Copy all of the material below line for line, without changing anything, and leave out the pictures.

# START OF Records to use

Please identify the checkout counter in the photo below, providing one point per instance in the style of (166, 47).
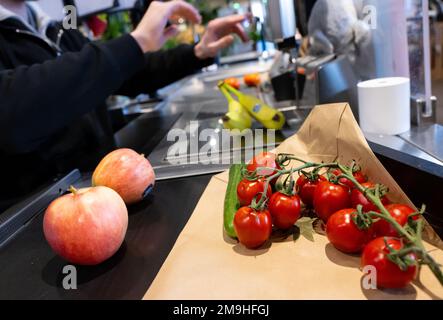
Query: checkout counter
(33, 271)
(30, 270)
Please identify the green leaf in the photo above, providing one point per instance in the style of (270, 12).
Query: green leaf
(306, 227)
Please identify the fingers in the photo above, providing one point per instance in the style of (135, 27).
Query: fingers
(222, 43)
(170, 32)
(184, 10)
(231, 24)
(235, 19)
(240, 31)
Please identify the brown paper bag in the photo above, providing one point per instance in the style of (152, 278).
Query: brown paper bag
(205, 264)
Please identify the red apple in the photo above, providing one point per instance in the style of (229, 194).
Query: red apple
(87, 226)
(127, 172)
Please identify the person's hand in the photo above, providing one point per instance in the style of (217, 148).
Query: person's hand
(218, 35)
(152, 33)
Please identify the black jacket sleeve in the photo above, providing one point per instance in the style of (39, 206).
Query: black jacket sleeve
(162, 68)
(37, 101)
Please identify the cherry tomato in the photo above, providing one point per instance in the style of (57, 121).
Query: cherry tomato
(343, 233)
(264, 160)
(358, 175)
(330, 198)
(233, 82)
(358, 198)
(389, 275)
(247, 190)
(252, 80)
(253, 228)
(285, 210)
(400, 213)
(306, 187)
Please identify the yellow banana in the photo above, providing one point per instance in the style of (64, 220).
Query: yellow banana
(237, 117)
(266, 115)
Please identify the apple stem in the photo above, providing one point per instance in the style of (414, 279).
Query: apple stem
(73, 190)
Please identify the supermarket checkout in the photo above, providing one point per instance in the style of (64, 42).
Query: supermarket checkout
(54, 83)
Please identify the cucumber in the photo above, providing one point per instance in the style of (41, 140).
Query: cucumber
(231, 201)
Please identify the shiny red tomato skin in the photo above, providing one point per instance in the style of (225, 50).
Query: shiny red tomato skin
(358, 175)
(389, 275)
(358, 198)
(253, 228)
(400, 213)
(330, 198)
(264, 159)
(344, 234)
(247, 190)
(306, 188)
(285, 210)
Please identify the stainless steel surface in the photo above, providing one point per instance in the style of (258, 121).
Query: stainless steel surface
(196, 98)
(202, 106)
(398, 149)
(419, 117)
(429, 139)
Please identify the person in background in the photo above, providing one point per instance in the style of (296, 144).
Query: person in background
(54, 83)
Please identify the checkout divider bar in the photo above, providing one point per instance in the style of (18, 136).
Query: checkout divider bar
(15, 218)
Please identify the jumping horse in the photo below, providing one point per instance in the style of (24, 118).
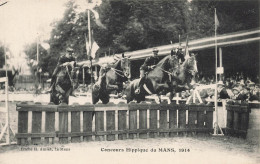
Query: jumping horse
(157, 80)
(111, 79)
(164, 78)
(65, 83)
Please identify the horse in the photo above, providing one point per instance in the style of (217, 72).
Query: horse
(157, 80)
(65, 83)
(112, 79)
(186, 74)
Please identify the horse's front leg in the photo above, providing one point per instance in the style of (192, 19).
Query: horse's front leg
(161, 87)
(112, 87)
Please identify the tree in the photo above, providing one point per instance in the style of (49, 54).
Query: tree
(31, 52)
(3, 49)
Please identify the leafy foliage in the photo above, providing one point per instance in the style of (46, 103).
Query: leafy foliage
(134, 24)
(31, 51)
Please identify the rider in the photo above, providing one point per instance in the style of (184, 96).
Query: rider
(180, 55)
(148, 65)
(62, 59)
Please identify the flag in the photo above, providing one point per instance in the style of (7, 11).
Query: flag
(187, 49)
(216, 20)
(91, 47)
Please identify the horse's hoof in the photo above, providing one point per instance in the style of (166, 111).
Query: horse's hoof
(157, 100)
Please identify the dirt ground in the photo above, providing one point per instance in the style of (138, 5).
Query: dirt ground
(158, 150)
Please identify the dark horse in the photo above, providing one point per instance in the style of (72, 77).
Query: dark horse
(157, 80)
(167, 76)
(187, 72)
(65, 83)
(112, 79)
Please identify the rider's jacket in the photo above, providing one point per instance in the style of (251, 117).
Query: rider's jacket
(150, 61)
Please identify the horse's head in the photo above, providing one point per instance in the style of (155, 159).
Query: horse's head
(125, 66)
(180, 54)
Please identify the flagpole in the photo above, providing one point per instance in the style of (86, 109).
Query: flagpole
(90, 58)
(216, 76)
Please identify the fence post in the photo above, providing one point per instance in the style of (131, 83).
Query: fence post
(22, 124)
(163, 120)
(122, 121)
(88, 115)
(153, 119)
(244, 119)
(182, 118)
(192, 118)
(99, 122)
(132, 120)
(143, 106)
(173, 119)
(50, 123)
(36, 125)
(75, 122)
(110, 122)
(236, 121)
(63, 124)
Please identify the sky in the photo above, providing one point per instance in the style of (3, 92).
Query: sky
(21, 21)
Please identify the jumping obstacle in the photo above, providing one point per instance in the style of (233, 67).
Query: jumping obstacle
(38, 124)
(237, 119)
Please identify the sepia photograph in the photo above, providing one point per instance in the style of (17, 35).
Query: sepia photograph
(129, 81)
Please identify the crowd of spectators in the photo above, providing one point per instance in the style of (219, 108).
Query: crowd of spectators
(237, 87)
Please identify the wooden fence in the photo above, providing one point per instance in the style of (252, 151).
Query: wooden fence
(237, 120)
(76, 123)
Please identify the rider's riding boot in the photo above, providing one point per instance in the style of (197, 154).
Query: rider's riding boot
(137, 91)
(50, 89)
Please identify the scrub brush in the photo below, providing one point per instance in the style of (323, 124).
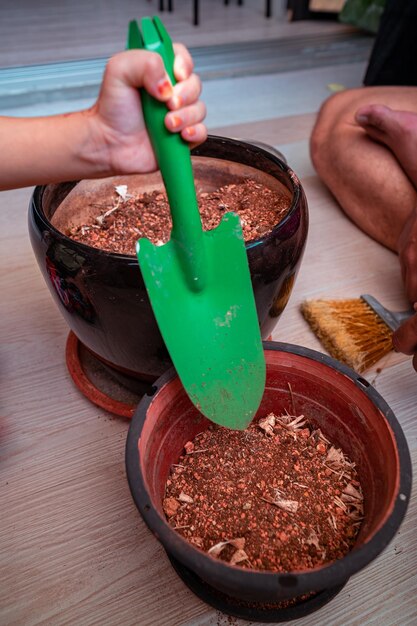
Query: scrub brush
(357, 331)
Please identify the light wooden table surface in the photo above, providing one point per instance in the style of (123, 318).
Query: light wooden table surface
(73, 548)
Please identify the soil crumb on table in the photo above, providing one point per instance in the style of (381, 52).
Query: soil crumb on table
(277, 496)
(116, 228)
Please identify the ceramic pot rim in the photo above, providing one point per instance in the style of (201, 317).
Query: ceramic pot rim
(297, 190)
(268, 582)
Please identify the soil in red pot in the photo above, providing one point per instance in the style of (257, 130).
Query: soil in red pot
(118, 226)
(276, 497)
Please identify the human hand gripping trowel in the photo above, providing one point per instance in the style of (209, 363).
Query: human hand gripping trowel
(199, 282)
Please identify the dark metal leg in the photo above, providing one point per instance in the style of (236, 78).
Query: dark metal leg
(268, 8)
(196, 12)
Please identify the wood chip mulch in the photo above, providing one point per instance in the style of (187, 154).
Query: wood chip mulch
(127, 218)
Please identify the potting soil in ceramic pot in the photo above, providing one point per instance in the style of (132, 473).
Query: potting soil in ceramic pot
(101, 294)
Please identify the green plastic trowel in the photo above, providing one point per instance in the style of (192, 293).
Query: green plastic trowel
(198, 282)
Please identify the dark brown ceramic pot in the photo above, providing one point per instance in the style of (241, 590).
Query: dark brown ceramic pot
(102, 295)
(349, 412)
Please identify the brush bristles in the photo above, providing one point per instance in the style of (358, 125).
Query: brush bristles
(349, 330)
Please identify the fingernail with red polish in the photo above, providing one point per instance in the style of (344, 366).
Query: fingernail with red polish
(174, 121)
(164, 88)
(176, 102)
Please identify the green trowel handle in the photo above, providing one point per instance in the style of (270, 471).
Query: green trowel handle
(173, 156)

# END OF Records to use

## Solution for this exercise
Please identify the checkout counter in the photo below, providing one point per instance in the style of (166, 47).
Query: checkout counter
(33, 271)
(30, 270)
Please identify the green leaf in the photo above, providing one point per instance in the style of (270, 12).
Query: green leaf
(306, 227)
Please identify the fingers in the photo above, providing one point per instance in the style of (135, 27).
Query: fingers
(222, 43)
(170, 32)
(184, 10)
(231, 24)
(235, 19)
(240, 31)
Please identify the brown paper bag in the photo above, providing one point per instance in the style of (152, 278).
Query: brown paper bag
(205, 264)
Please identify the red apple in the photo above, providing one point per instance in the style of (229, 194).
Query: red apple
(87, 226)
(127, 172)
Please identify the person's hand in the photo above, providing one point per instance in the style of (217, 148).
Query: person's hand
(218, 35)
(152, 33)
Please identify the black jacket sleeve in the photo above, providing one point per instance in the style of (39, 206).
Query: black jacket sleeve
(162, 68)
(37, 101)
Please identify the cherry tomato in the photo above, providing one point per instance in the style of (57, 121).
Query: cherry tomato
(343, 233)
(264, 160)
(358, 175)
(330, 198)
(233, 82)
(358, 198)
(389, 275)
(247, 190)
(252, 80)
(253, 228)
(285, 210)
(400, 213)
(306, 187)
Please identify the yellow banana in the photo above, providing one point per instance in the style of (64, 220).
Query: yellow banana
(237, 117)
(266, 115)
Please identify the apple stem in the photo above, providing one point per instance in the style of (414, 279).
Query: apple stem
(73, 190)
Please identify the supermarket checkout in the photo above, providing one point per instance in the style of (64, 42).
Query: supermarket checkout
(54, 83)
Please identify the cucumber in the photo above, providing one point per instance in the style of (41, 140).
Query: cucumber
(231, 201)
Please identify the shiny red tomato skin in the photo above, providing one point per instance in the style of (225, 50).
Query: shiny red tomato skin
(358, 175)
(389, 275)
(358, 198)
(253, 228)
(400, 213)
(330, 198)
(264, 159)
(344, 234)
(247, 190)
(306, 188)
(285, 210)
Please identify the stainless steel surface in the photo above, providing one point per instance in the style of (258, 121).
Query: stainless steel surface
(196, 98)
(202, 106)
(398, 149)
(419, 117)
(429, 139)
Please identify the person in background in the photo above, providing one point per instance in the style of (296, 144).
Query: person in background
(54, 83)
Please identify the checkout divider bar in the photo above, providing one point per instance in the style of (18, 136).
Query: checkout divider bar
(15, 218)
Please identify the jumping horse in the photo below, providing one point per instance in the style of (24, 118).
Query: jumping horse
(157, 80)
(111, 79)
(164, 78)
(65, 83)
Please identify the horse in the photo above, providing one point per instance in the style of (217, 72).
Query: horse
(157, 80)
(65, 83)
(112, 79)
(186, 74)
Please identify the horse's front leg in the photo above, providing one point per instance in the style of (192, 19).
Query: horse's front leg
(161, 87)
(112, 87)
Please identify the tree in the photo above, providing one point per instance in the style of (49, 54).
Query: tree
(31, 52)
(3, 49)
Please identify the leafy foliage in the photo above, providing one point per instance in the style of (46, 103).
Query: leafy foliage
(134, 24)
(31, 51)
Please identify the rider in the photo above, providing one point per instance in the style of (184, 96).
Query: rider
(180, 55)
(148, 65)
(62, 59)
Please identify the flag in the photo above, providing one point per instance in the style of (7, 11).
Query: flag
(187, 49)
(216, 20)
(91, 47)
Please identify the horse's hoof in the photo above, providing one point per instance in the style of (166, 111).
Query: horse's hoof
(157, 100)
Please identify the dirt ground in the photo above, providing one point per instance in the style of (138, 5).
Query: dirt ground
(158, 150)
Please identify the dark horse in the photo above, providing one point per instance in the style of (72, 77).
Query: dark horse
(157, 80)
(167, 76)
(187, 72)
(65, 83)
(112, 79)
Please identify the rider's jacket in the photo above, providing one point per instance in the style of (251, 117).
Query: rider's jacket
(150, 61)
Please identify the horse's head in the photo above, providing one point per instance in the style of (155, 159).
Query: horse's head
(125, 66)
(180, 54)
Please identify the flagpole in the photo above, providing one point per instance in the style of (86, 109).
Query: flagpole
(90, 58)
(216, 76)
Please identify the fence post in the photo above, providing one point per instance in the style of (131, 83).
Query: fence post
(22, 124)
(163, 120)
(122, 121)
(88, 115)
(153, 119)
(244, 119)
(182, 118)
(192, 118)
(99, 122)
(132, 120)
(143, 106)
(173, 119)
(50, 123)
(36, 125)
(75, 122)
(110, 122)
(236, 121)
(63, 124)
Please identify the sky in the photo above, providing one point per instance in the style of (3, 92).
Query: sky
(21, 21)
Please identify the jumping obstacle in the photo above, providing one point per instance in the style of (233, 67).
Query: jumping obstacle
(38, 124)
(237, 119)
Please identify the sepia photograph in the photo above, providing one point per instance in the style of (17, 35).
Query: sepia photograph
(129, 81)
Please identify the crowd of spectators in the photo above, providing one point per instance in the style of (219, 108).
Query: crowd of spectators
(237, 87)
Please identify the wooden fence in the photo above, providing one point per instance in the style of (252, 151).
Query: wooden fence
(237, 120)
(76, 123)
Please identify the rider's riding boot in the photo above, providing one point per instance in the style of (197, 154).
Query: rider's riding boot
(137, 91)
(50, 89)
Please identify the scrub brush in the photo below, providing one point per instance in the style of (323, 124).
Query: scrub brush
(357, 331)
Please identify the light wooden table surface in the photo above, providing one point per instance in the style of (123, 318).
Query: light wooden table surface
(73, 548)
Please identify the soil crumb on table in the photo above, providing one point per instance in the style of (381, 52).
Query: soil crumb on table
(277, 496)
(116, 228)
Please identify the ceramic pot rim in the photo above, providing one point per instance in the style of (201, 317).
Query: ceramic pot rim
(297, 190)
(268, 582)
Please identify the soil in red pot in the photo above, providing one point per instance in the style of (257, 130).
Query: soil in red pot
(118, 226)
(276, 497)
Please identify the human hand gripping trowel in the photo above, providing one point per instance in the style of (209, 363).
Query: human hand gripping trowel
(199, 282)
Please identify the dark metal leg in the photo above, providing one point per instance in the style of (236, 78).
Query: dark metal leg
(268, 8)
(196, 12)
Please identify the wood chip mulch in the photo above, providing one point per instance in the style of (187, 154).
Query: wood chip mulch
(127, 218)
Please identify the potting soil in ceramic pot in the photo above, providing one point per instance in the style of (132, 473).
Query: potting soil in ceramic pot
(101, 294)
Please identify the green plastic trowel in the photo above, providing one point per instance in the style of (192, 293).
Query: green plastic trowel
(198, 282)
Please identify the dark brown ceramic pot in the photo above, providing one point per instance in the style of (241, 590).
Query: dark brown ceramic pot
(102, 295)
(349, 412)
Please identify the brush bristles in the photo above, providing one point per instance in the style of (358, 125).
Query: brush bristles
(349, 330)
Please identify the fingernail with red polish in the photo above, providing one point per instance in the style of (344, 366).
Query: fingernail with red polish
(174, 121)
(164, 88)
(176, 102)
Please identify the green trowel handle in the photo above, providing one point per instance in the style of (270, 471).
Query: green trowel handle
(173, 156)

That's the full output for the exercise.